→ Assigned task: Exactly as they appear, write the lines from the one containing "the car tire." to the final line of the entries, leaving pictures out.

——————

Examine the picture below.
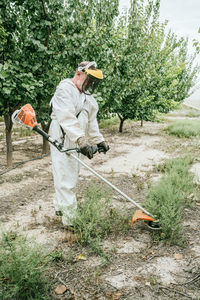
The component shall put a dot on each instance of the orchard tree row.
(42, 41)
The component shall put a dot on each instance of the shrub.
(185, 128)
(167, 199)
(95, 219)
(22, 270)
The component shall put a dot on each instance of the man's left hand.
(103, 147)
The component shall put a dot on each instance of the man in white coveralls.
(74, 122)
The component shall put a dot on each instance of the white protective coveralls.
(67, 103)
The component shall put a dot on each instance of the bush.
(95, 219)
(167, 199)
(22, 270)
(185, 128)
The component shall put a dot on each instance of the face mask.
(94, 76)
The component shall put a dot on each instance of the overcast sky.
(183, 19)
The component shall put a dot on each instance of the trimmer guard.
(139, 215)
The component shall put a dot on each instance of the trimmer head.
(26, 115)
(151, 223)
(139, 215)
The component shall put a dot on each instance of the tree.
(16, 82)
(151, 71)
(43, 42)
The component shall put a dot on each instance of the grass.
(22, 269)
(167, 199)
(184, 128)
(95, 219)
(23, 132)
(108, 123)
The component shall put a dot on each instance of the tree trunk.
(121, 125)
(45, 145)
(9, 150)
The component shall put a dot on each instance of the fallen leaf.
(178, 256)
(81, 257)
(61, 289)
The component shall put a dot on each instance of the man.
(74, 123)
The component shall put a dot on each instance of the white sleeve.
(93, 128)
(64, 110)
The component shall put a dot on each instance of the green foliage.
(185, 128)
(196, 43)
(96, 219)
(22, 269)
(108, 123)
(167, 199)
(150, 72)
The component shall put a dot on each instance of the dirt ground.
(141, 268)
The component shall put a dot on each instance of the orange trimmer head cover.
(27, 116)
(139, 215)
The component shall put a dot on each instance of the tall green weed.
(167, 199)
(22, 270)
(184, 128)
(96, 219)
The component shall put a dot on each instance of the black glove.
(85, 148)
(103, 147)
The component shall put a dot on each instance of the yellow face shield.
(94, 76)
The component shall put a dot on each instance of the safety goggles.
(94, 76)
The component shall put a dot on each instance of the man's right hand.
(85, 148)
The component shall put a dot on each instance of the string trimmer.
(26, 116)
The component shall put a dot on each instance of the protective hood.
(94, 76)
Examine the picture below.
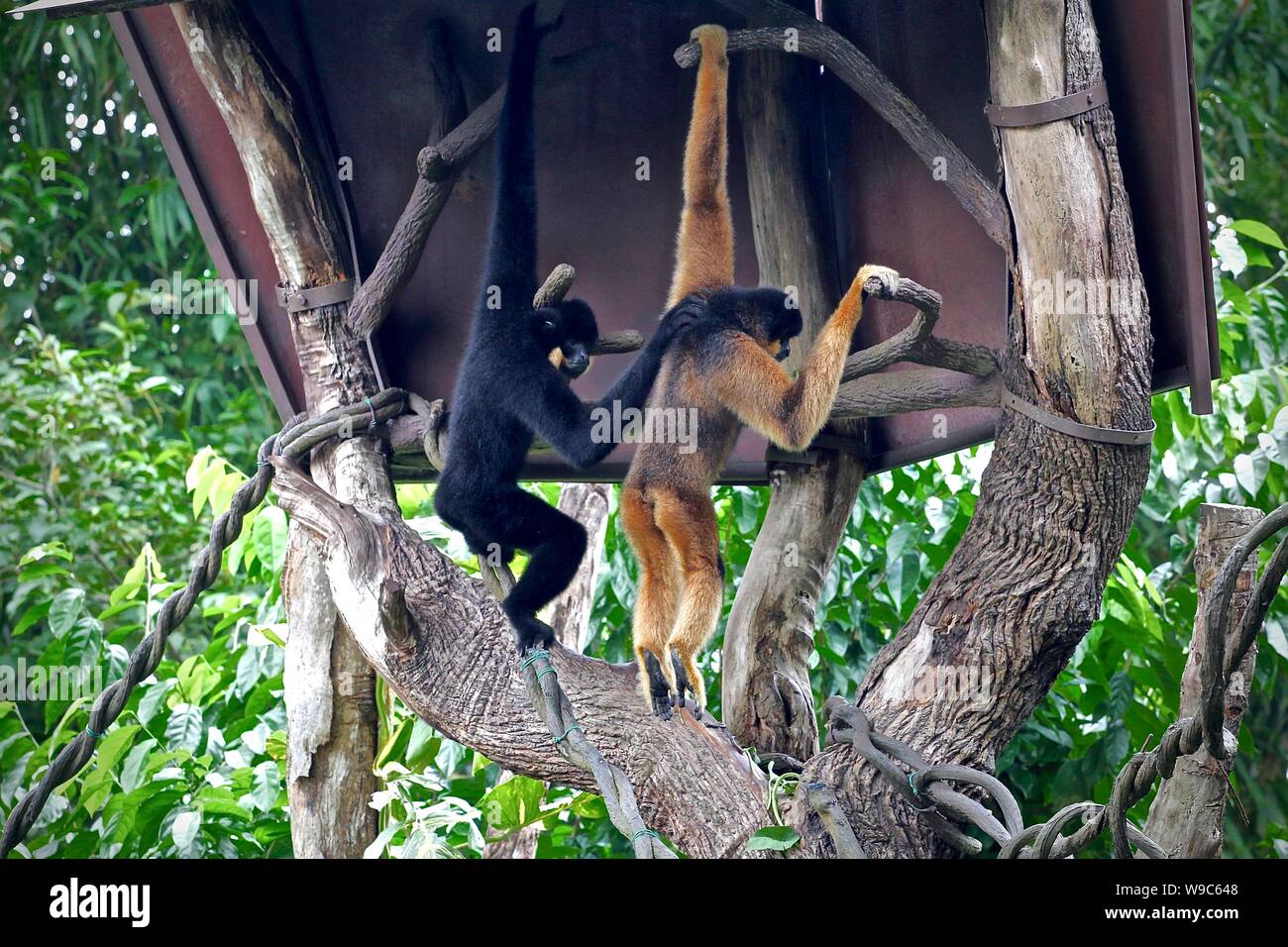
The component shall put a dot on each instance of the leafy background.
(116, 453)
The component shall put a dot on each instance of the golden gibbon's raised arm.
(721, 372)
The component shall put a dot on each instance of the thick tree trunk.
(330, 689)
(1188, 814)
(442, 642)
(765, 696)
(1025, 581)
(570, 617)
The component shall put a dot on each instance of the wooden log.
(1026, 579)
(330, 689)
(767, 698)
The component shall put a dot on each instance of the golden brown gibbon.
(722, 371)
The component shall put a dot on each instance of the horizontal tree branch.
(917, 344)
(913, 389)
(971, 187)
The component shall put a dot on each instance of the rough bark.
(443, 644)
(331, 757)
(1188, 814)
(765, 694)
(1026, 579)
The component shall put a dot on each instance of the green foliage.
(194, 764)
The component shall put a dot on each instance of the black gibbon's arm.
(567, 424)
(511, 252)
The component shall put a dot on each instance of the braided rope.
(296, 437)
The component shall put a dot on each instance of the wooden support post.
(1026, 579)
(765, 696)
(1188, 814)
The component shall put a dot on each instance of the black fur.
(507, 390)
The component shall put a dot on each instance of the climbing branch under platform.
(971, 187)
(437, 169)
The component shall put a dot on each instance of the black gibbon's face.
(568, 331)
(761, 313)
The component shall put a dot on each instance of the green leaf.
(64, 609)
(513, 802)
(269, 538)
(265, 785)
(773, 839)
(184, 828)
(30, 617)
(44, 551)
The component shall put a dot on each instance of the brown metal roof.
(617, 231)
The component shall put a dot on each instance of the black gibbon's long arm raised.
(513, 381)
(724, 372)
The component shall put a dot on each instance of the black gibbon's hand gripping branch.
(510, 390)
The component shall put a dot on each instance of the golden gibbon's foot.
(658, 690)
(682, 685)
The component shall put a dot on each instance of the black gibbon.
(725, 369)
(509, 388)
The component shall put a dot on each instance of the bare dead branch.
(833, 821)
(915, 343)
(465, 684)
(914, 389)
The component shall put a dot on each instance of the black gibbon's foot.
(658, 689)
(529, 631)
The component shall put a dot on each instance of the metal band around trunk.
(1083, 432)
(316, 296)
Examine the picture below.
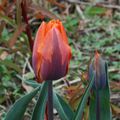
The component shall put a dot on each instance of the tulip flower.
(51, 52)
(98, 69)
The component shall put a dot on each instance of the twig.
(80, 12)
(28, 30)
(100, 4)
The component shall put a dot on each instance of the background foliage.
(90, 25)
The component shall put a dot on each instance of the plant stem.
(50, 100)
(97, 106)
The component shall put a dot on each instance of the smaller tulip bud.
(98, 70)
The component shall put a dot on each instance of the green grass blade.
(39, 110)
(104, 95)
(18, 109)
(64, 110)
(80, 109)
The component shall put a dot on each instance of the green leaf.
(64, 110)
(18, 109)
(39, 110)
(80, 109)
(61, 106)
(94, 10)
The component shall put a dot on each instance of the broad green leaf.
(64, 110)
(39, 110)
(80, 109)
(18, 109)
(10, 64)
(32, 83)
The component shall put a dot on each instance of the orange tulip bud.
(51, 52)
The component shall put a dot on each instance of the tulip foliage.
(50, 59)
(100, 95)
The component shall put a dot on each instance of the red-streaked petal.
(55, 56)
(37, 48)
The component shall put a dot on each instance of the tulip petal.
(38, 45)
(55, 56)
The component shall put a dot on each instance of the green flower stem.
(50, 100)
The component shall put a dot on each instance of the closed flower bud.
(97, 70)
(51, 52)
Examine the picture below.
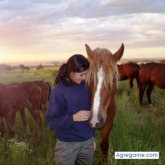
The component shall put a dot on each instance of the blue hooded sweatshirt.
(65, 100)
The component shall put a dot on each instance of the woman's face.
(77, 77)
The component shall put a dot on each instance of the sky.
(50, 30)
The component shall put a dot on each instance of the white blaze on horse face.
(96, 103)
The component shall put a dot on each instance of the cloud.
(47, 25)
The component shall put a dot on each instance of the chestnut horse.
(102, 79)
(129, 71)
(150, 75)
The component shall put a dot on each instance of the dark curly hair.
(76, 63)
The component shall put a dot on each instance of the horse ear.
(89, 51)
(118, 54)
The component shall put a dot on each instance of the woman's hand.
(82, 115)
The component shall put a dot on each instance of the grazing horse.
(150, 75)
(102, 79)
(129, 71)
(14, 98)
(45, 93)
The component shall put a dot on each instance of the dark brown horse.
(129, 71)
(45, 93)
(14, 98)
(103, 80)
(150, 75)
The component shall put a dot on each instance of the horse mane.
(104, 58)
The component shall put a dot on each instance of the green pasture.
(136, 128)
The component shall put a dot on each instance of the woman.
(69, 112)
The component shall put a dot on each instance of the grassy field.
(136, 128)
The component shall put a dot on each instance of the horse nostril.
(97, 125)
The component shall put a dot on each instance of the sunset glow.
(50, 30)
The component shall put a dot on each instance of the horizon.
(33, 30)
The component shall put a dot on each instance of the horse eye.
(114, 80)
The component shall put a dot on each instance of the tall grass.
(136, 128)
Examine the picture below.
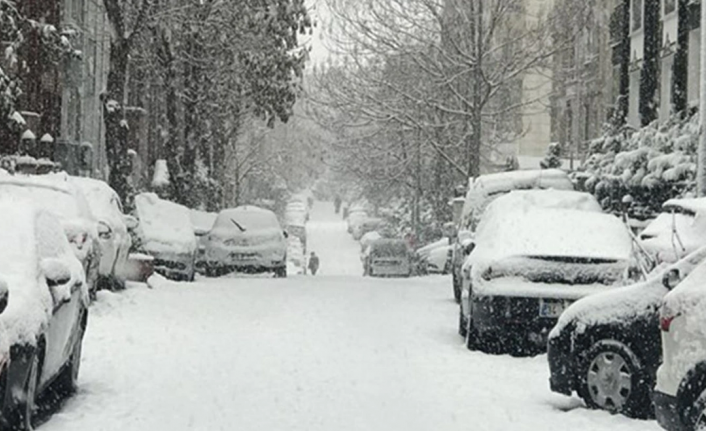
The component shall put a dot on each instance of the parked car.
(57, 195)
(113, 236)
(481, 192)
(435, 258)
(165, 232)
(367, 224)
(529, 265)
(247, 239)
(43, 311)
(202, 222)
(680, 391)
(679, 230)
(607, 347)
(388, 257)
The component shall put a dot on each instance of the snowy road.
(332, 352)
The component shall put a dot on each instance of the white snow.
(165, 227)
(161, 174)
(639, 299)
(202, 221)
(330, 352)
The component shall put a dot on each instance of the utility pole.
(701, 164)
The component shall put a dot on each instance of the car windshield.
(52, 200)
(558, 270)
(389, 249)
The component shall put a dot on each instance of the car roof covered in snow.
(165, 226)
(202, 221)
(54, 193)
(551, 232)
(248, 217)
(625, 303)
(486, 188)
(693, 205)
(529, 179)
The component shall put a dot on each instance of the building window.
(636, 15)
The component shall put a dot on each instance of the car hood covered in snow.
(626, 303)
(165, 227)
(686, 217)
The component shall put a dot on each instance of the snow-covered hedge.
(652, 165)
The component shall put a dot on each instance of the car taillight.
(79, 239)
(665, 322)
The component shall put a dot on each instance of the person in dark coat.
(313, 263)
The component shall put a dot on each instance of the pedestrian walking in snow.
(313, 263)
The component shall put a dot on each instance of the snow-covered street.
(331, 352)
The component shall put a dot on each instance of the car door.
(52, 244)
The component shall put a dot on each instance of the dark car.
(43, 311)
(607, 347)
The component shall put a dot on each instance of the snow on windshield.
(246, 219)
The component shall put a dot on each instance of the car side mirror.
(131, 222)
(104, 230)
(671, 279)
(58, 276)
(4, 295)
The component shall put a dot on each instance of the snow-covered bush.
(652, 165)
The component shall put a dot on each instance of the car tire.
(67, 383)
(611, 378)
(472, 336)
(462, 325)
(457, 289)
(26, 409)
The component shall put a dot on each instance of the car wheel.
(611, 379)
(25, 411)
(281, 272)
(457, 289)
(462, 324)
(472, 336)
(68, 381)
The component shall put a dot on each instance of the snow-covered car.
(356, 217)
(606, 347)
(680, 391)
(202, 222)
(56, 194)
(435, 258)
(677, 231)
(368, 224)
(165, 232)
(43, 310)
(112, 228)
(485, 189)
(388, 258)
(529, 265)
(246, 239)
(296, 256)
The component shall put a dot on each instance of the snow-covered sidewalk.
(331, 352)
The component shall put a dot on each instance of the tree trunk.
(649, 77)
(680, 69)
(116, 127)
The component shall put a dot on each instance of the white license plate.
(552, 308)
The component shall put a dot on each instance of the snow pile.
(165, 227)
(160, 179)
(652, 165)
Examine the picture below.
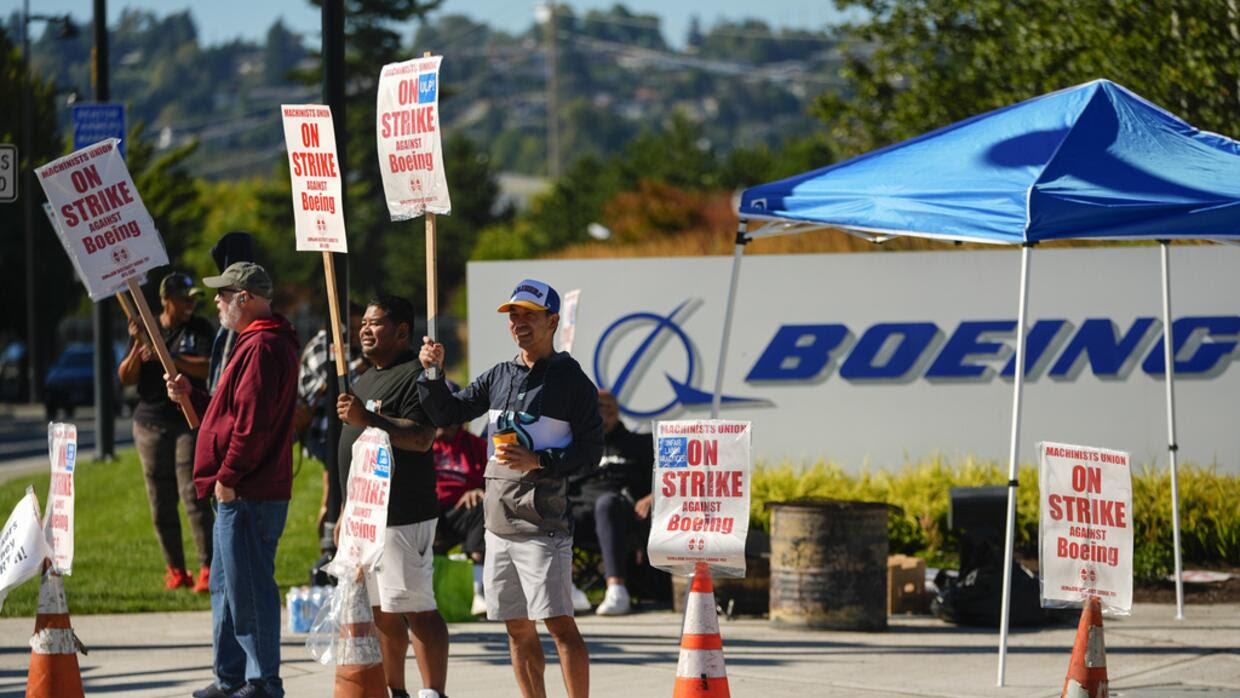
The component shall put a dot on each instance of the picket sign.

——————

→ Output of the exercise:
The component shall put a dot on each instance of the car tire.
(67, 383)
(611, 378)
(472, 336)
(462, 325)
(457, 289)
(26, 409)
The component shall put a dot on each instance of the car wheel.
(611, 379)
(25, 411)
(281, 272)
(457, 289)
(462, 324)
(472, 336)
(68, 381)
The component shall put a dot on each instance of the snow-covered car.
(356, 217)
(606, 347)
(680, 391)
(202, 222)
(56, 194)
(435, 258)
(677, 231)
(368, 224)
(165, 232)
(43, 310)
(112, 228)
(485, 189)
(388, 258)
(529, 265)
(246, 239)
(296, 256)
The component shall put a dot on each instance of the snow-covered sidewalk.
(331, 352)
The component shall put a dot on each instance of the tree trunk.
(649, 77)
(680, 69)
(116, 127)
The component shall put a dot on each instance of the white license plate.
(552, 308)
The component shall put a dot on each instance of the snow pile.
(165, 227)
(160, 179)
(652, 165)
Examine the picture below.
The component shall put a dot on each instance of the picket sign.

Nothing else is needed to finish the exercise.